_Task directions_: Reproduce each of the items below verbatim, keeping every line unchanged and in its original order.

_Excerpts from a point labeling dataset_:
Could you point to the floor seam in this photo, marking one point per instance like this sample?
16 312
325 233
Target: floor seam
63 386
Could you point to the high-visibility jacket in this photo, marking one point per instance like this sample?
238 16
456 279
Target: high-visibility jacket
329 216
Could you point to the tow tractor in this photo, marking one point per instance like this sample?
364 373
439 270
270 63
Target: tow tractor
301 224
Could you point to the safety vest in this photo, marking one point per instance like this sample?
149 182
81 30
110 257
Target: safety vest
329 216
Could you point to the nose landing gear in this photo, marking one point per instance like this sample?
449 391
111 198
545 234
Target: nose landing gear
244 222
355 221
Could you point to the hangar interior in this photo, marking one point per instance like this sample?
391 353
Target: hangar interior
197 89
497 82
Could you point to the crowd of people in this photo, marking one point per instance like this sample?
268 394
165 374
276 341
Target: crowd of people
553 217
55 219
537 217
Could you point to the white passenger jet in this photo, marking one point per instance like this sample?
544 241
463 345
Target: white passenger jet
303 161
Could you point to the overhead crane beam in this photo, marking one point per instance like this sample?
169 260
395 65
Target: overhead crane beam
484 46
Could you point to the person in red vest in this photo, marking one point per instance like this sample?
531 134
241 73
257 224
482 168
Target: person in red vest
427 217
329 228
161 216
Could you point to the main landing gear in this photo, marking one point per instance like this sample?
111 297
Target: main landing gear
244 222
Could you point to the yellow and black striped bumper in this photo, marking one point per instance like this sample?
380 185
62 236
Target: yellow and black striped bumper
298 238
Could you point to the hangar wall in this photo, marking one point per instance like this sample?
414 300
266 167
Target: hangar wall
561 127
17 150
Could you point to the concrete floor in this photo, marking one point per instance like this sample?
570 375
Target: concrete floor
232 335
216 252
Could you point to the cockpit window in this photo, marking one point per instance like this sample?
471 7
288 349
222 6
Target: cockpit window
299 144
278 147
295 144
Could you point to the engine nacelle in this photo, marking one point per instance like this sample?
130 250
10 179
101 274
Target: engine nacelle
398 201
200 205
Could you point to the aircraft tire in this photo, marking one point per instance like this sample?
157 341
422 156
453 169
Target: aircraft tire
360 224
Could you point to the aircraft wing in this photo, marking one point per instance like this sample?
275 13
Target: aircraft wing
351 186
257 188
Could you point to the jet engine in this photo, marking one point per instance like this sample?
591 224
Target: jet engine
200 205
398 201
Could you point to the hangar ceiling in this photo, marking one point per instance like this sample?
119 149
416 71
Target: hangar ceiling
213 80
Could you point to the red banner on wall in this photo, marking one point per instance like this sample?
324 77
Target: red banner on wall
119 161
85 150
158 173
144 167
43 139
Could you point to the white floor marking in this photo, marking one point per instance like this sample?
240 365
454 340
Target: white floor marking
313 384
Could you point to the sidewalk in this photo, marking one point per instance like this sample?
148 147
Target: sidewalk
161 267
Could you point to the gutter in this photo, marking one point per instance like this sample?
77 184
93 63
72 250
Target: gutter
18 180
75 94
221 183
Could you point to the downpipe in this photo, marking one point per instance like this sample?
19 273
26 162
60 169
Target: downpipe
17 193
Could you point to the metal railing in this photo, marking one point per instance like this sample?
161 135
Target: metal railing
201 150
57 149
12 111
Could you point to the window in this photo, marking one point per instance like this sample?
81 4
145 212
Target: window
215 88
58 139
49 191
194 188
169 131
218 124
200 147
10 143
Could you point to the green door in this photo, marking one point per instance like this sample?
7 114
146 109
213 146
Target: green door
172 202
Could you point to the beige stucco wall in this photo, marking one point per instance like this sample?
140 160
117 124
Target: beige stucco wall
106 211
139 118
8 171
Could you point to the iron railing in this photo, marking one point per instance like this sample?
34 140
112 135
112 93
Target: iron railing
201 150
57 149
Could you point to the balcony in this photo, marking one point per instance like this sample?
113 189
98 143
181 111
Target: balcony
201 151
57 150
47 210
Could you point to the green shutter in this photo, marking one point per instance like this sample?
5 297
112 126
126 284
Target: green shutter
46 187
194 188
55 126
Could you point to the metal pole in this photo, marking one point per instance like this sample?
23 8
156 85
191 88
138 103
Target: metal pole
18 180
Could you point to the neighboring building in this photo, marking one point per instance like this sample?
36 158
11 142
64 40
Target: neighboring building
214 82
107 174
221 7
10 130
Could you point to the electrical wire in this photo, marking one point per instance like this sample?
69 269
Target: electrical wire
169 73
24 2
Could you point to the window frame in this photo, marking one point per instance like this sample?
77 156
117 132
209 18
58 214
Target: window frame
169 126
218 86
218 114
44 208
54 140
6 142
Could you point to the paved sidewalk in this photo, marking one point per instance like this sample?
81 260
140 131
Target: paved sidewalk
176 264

_Exercise output_:
Could you point to the floor seam in this photo, marking one point per instance like this sample?
16 312
325 233
Target: floor seam
63 386
Could you point to the high-visibility jacket in this photo, marking one point per instance like this sample?
238 16
456 279
Target: high-visibility jacket
329 216
Could you point to the tow tractor in this photo, marking one point per instance like this sample?
364 373
439 270
270 63
Target: tow tractor
301 224
Could you point to the safety vest in this photo, marking one point per instance like this sample?
149 182
81 30
110 257
Target: safety vest
329 216
Could you point to the nose landing gear in this photo, marking one point per instance like this sample?
449 391
111 198
545 234
Target: nose landing gear
244 222
355 221
Could you point to the hangar interior in this photo, marking one point per instance like this sample?
391 353
Target: hangar interior
197 89
497 82
Could you point to the crowd of people in this photo, marking one point per instance like this sample?
268 394
165 374
276 341
Target: crowd of people
553 217
55 219
537 217
Could you point to the white passenger jet in this photo, marking one point per instance like this sample?
544 241
463 345
Target: white passenger jet
303 161
Could you point to the overhead crane beam in this photo, marking one point per instance like this sample?
169 260
395 65
Target: overhead crane beam
484 46
Could you point to the person in red vest in this photo, marking one point per instance like this sample?
531 134
241 73
257 224
482 168
Target: person in red vest
427 217
329 228
161 216
Could you point to the main landing gear in this photo, marking one point per instance like this sample?
111 297
Target: main landing gear
244 222
Could you point to the yellow and black striped bumper in this photo, marking one point per instance like this sample?
380 185
62 236
Target: yellow and black striped bumper
298 238
Could you point to the hangar wall in this photo, marking one point per instance like this sample?
414 300
266 167
Target: hangar wall
561 127
17 150
Could you point to the concrete floor in this photo, marking one point per instance like this sample?
570 375
Target: concrete floor
232 335
216 252
Could you point to the cockpit window in this photo, marking one point per instance like this sample?
471 7
288 349
222 6
Target: cockpit window
299 144
278 147
295 144
Could you point to the engine nacelle in this photo, marking one point per instance like this sample?
130 250
10 179
101 274
Target: engine nacelle
398 201
200 205
Could you point to the aircraft tire in this photo, marking one point per instance like this sample?
157 341
422 156
453 169
Target: aircraft tire
360 224
Could you point to the aircraft wing in this photo, marking one point per instance like this sample?
275 13
Target: aircraft wing
351 186
257 188
Could you point to the jet engine in this photo, marking one point per instance like this sample?
591 224
Target: jet engine
200 205
398 201
Could you point to the hangar ceiling in this photo, marking one point per instance like this sample?
119 149
416 71
Target: hangar ceiling
213 80
Could you point to the red banner on wall in this photo, marking one point per instance like this sample?
324 77
Target: red banner on wall
119 161
85 150
158 173
144 167
43 139
Could you point to the white floor marking in this photo, marking one point per instance like this sample?
240 365
454 340
Target: white floor marking
313 384
Could you point to the sidewalk in this photo, marking one point per instance like this sample?
148 147
Target: sidewalk
161 267
Could you point to the gutter in this photo, marking one point per instance like this sample?
77 184
93 63
72 250
Target: gutter
18 180
75 94
221 183
Could you point to the downpipe in this photo, marking one point per instance like this sample?
19 273
26 162
60 169
Target: downpipe
17 193
Could you point to the metal railing in this photo, marking one point per instance like this sample?
161 135
Target: metal railing
201 150
57 149
12 111
Could you point to the window in this photo, marking one point per instance like this sample?
81 4
145 212
Target: window
215 88
58 139
49 191
194 188
169 131
218 124
200 147
10 143
Could you point to the green door in this photo, marking one point per instance like this sample?
7 114
146 109
213 146
Target: green door
172 202
Could you point to the beige stucco wall in this photo, marking one point per instance like this sample?
140 160
117 124
Target: beige stucco wall
106 211
139 118
8 171
Could you point to the iron railing in this photo, marking one point per instance like this sample?
34 140
112 135
112 93
Target: iron railing
201 150
57 149
Could you point to the balcony in this photo, marking one point per instance like this sample?
113 189
98 143
181 111
Target: balcony
201 151
57 150
47 210
Could you point to the green shutter in this photo, marking one point per instance like this sample?
5 297
112 126
126 284
Target: green shutter
46 187
194 188
55 126
Could you point to the metal pole in this photo, marking one point per instance like this sample?
23 8
156 85
191 88
138 103
Target: metal pole
18 180
Could you point to the neighboring building in this photo, marking one point per instance like this sample?
36 158
11 142
64 40
Target: neighboring building
214 82
107 174
221 7
10 130
Could you point to the electrical wire in this photo, marking one point per instance like this sample?
69 269
Target: electrical wire
169 73
24 2
Could you point to the window frame in this photo, marking one point per instance like this sample?
77 156
117 132
209 18
58 214
Target: window frame
169 126
218 86
218 114
44 208
54 140
6 142
Could you point to the paved sidewalk in this photo, marking one point per instance like this sample?
81 260
140 131
Target: paved sidewalk
176 264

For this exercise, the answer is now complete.